── ИСХОДНЫЙ ТЕКСТ
В течение первых десяти лет (до 1928 года) волжские татары, самые большие «пантюркисты» из всех российских мусульман, были бесспорными лидерами советского ислама. Они возглавляли центральные органы (Наркомнац), а их литературный язык, язык казанских татар, служил по праву linguа franca* для всех мусульман Советского Союза. Их превосходство может быть проиллюстрировано той ролью, которую сыграла татарская периодическая пресса: в период с февраля 1917 по 1920 гг. из 259 названий, выходивших в России на различных языках мусульман, 139 выходили на языке казанских татар, что составляло более половины всех изданий. На азербайджанском языке издавались газеты и журналы 39 наименований, на узбекском - 37, на казахском - 21, на языке крымских татар - 7, на турецком - 2, на осетинском - 2, на языке крещенов (крещенских татар) - 3, на кумыкском - 3 и по одному - на персидском, аварском, абхазском, лакском и языке бухарских евреев.
Однако мечта об административном объединении мусульманской нации, которая была поддержана лидерами мусульманских коммунистов, была разбита при первом же конфликте с большевистскими руководителями в 1919 году, когда Ленин отказался поддержать проект объединенной Татаро-Башкирской республики, выдвинутый Султан-Галиевым, и распорядился о создании двух раздельных государств: Татарской и Башкирской автономных республик.
Фактически вопрос о советском исламе был окончательно решен в 1924 году в пользу его разъединения, и Москва приступила к размежеванию Центральной Азии на 6 государств-наций. Разделение ее на Казахстан, Киргизию, Узбекистан, Туркменистан, Таджикистан и Каракалпакстан основывалось на четырех критериях, с грехом пополам составленных Сталиным в 1923 году: общность территории, языка, экономики и культуры.
────
ЗАДАНИЯ
(A) Почему, согласно тексту о советском исламе, татарская периодическая печать показывает превосходство волжских татар? Ответьте в одном–трех предложениях.
(B) Перепишите отрывок из текста о советском исламе, который начинается со слов «Фактически вопрос о» и идет вплоть до слов «экономики и культуры.». При этом замените «с грехом пополам» на «наспех».
── ИСХОДНЫЕ МАТЕРИАЛЫ
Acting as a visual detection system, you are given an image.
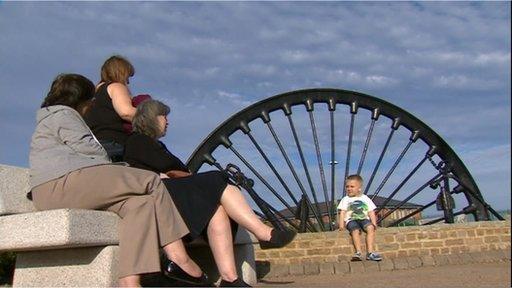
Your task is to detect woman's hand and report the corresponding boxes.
[165,170,192,178]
────
ОТВЕТЫ К ЗАДАНИЯМ
(A) С февраля 1917 по 1920 год из 259 названий, которые выходили в России на разных языках мусульман, 139 печатались на языке казанских татар. Это больше половины всех изданий.

(B)
Фактически вопрос о советском исламе был окончательно решен в 1924 году в пользу его разъединения, и Москва приступила к размежеванию Центральной Азии на 6 государств-наций. Разделение ее на Казахстан, Киргизию, Узбекистан, Туркменистан, Таджикистан и Каракалпакстан основывалось на четырех критериях, наспех составленных Сталиным в 1923 году: общность территории, языка, экономики и культуры.